### Dataset extract
· · · ·

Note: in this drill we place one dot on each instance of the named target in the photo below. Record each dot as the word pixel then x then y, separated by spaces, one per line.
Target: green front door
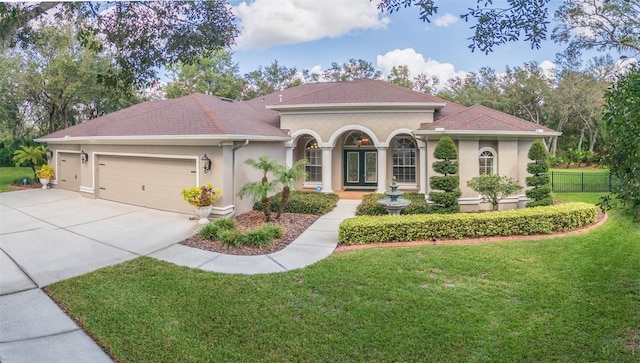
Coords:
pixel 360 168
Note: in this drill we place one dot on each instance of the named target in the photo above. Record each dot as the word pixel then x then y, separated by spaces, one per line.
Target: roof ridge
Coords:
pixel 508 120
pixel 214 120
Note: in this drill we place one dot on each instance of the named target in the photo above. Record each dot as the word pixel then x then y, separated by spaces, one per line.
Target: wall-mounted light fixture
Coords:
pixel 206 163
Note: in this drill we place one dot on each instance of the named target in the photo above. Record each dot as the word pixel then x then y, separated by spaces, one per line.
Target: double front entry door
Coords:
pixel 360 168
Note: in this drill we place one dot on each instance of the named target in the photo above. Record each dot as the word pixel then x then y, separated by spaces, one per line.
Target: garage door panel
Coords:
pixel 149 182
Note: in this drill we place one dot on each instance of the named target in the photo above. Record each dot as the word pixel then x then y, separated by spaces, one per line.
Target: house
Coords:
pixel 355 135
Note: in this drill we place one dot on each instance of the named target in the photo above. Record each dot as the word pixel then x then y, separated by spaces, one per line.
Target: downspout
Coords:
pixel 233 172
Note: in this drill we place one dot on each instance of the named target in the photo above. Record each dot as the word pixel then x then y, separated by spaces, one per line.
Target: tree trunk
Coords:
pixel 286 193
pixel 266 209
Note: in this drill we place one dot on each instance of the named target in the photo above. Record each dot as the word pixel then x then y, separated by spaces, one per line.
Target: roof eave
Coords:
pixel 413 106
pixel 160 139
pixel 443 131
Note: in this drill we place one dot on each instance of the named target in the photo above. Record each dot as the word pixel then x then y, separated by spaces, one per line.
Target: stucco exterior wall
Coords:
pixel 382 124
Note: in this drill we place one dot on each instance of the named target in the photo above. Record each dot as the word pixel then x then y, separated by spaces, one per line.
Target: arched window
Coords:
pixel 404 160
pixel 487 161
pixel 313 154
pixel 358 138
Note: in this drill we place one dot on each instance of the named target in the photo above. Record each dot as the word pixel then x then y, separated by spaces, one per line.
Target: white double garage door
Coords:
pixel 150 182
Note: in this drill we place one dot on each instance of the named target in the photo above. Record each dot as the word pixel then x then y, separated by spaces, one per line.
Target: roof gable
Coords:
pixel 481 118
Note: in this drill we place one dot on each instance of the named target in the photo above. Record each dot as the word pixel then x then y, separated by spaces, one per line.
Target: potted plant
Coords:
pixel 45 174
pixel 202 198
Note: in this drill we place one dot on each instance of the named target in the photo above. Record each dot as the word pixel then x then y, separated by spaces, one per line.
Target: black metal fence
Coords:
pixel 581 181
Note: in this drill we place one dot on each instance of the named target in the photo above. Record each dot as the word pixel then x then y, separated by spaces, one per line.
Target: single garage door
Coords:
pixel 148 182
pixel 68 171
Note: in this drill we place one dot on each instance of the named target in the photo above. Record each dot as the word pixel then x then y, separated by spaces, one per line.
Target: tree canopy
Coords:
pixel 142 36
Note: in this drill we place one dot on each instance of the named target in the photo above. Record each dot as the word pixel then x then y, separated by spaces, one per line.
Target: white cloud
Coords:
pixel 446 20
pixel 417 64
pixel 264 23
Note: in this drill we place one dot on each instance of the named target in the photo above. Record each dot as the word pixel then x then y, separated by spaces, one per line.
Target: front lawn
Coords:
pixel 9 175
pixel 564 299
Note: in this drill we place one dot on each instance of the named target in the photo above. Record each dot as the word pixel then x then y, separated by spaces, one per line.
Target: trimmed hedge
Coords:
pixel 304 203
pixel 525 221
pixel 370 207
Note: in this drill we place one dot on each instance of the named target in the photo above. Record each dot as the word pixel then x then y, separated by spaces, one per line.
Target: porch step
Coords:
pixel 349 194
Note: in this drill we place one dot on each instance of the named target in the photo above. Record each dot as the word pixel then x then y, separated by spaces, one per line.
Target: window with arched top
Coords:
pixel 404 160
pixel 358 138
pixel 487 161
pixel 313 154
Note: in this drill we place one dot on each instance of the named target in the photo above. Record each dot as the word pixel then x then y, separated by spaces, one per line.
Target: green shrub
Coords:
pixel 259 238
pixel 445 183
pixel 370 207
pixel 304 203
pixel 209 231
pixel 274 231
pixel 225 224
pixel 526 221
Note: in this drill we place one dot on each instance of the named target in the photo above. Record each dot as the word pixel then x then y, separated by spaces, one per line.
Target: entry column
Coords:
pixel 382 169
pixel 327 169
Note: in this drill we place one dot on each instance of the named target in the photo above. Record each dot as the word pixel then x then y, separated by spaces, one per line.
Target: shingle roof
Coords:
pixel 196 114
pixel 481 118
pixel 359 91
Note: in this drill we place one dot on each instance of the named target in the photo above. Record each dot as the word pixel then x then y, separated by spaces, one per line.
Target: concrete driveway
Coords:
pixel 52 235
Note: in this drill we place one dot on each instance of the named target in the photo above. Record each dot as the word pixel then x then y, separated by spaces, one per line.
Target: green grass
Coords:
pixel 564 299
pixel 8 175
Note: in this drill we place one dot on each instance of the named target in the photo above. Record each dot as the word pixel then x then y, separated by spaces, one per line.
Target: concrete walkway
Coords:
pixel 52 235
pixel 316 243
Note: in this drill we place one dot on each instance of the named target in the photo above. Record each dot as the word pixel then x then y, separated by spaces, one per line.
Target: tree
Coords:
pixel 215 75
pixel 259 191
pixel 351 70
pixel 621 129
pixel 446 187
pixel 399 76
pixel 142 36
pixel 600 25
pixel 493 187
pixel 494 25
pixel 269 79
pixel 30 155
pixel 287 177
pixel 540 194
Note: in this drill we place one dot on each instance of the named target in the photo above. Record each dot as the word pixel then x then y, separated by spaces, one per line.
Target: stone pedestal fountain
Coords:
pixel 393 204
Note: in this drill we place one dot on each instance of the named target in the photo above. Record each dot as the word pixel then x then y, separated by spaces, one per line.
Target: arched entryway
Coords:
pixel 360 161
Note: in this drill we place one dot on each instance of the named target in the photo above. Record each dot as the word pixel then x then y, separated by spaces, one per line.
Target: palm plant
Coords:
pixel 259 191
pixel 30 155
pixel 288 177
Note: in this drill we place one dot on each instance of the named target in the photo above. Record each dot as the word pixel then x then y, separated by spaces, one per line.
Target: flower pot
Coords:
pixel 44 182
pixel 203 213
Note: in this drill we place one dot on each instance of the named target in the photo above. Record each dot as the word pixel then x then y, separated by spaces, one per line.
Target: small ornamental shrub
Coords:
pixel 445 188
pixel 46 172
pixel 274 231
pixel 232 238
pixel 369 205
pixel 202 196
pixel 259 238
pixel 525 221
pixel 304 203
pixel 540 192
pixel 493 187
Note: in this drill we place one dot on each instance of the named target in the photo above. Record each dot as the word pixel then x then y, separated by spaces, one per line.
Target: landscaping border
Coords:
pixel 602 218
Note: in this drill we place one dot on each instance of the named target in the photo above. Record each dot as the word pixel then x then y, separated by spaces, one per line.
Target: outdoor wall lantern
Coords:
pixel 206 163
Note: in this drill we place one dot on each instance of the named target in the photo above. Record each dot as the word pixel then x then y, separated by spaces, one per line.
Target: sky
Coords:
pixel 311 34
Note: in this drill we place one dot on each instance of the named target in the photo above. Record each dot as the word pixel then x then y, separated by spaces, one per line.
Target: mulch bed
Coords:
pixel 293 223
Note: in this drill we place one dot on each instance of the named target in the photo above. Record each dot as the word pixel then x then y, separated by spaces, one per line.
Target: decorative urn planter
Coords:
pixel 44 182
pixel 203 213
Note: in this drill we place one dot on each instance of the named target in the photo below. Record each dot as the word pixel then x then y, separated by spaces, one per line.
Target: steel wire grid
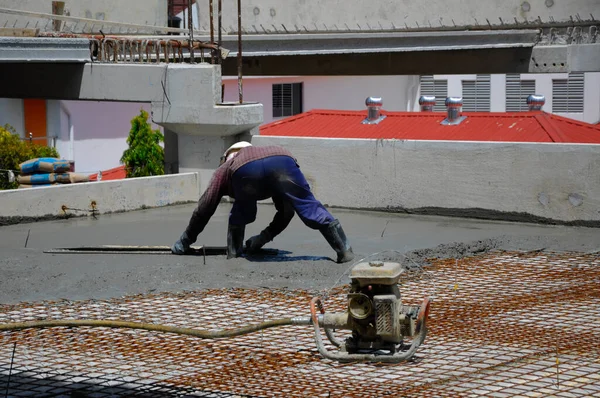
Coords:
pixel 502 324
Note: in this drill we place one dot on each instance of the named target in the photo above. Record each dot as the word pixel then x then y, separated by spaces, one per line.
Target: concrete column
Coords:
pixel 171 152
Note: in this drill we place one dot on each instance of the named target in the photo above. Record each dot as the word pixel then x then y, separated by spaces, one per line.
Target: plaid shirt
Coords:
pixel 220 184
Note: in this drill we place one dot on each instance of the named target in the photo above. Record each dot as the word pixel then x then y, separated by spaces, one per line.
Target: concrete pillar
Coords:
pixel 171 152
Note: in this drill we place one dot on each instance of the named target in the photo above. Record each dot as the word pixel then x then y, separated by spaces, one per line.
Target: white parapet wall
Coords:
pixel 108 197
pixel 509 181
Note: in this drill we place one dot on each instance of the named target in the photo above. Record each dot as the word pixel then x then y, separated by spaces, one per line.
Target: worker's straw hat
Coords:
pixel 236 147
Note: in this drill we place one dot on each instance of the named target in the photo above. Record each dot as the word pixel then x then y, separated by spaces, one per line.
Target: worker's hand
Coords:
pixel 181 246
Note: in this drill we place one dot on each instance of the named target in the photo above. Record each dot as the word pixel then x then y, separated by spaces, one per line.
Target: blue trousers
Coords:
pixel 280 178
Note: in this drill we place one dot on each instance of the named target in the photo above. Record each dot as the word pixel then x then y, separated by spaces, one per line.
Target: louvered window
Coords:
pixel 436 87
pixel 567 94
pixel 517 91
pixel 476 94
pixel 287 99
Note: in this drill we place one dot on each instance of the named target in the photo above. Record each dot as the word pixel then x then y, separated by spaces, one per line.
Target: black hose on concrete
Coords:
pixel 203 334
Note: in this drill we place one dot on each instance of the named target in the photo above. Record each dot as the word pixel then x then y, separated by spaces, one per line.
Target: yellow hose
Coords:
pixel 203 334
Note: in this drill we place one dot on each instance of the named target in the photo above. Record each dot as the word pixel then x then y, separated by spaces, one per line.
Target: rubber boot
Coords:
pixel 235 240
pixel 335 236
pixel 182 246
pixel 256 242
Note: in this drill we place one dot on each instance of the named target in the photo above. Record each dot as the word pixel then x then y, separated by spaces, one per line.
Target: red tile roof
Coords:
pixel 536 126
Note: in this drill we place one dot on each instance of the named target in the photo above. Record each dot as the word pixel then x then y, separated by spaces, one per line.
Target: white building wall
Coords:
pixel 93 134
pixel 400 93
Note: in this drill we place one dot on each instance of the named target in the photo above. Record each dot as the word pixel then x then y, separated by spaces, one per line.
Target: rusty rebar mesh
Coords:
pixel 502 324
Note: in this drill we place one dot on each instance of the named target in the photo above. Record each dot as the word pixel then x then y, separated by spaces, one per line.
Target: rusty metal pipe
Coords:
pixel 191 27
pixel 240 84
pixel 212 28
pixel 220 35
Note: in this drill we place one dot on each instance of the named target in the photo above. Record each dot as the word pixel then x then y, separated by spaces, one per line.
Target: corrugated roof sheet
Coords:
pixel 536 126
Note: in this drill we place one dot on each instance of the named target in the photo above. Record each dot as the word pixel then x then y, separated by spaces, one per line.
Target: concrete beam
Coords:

· · · ·

### Problem description
Gather every line above that holds the word "white" and copy each one.

### Task answer
Target: white double garage door
Target: white cloud
Target: white parapet wall
Target: white building wall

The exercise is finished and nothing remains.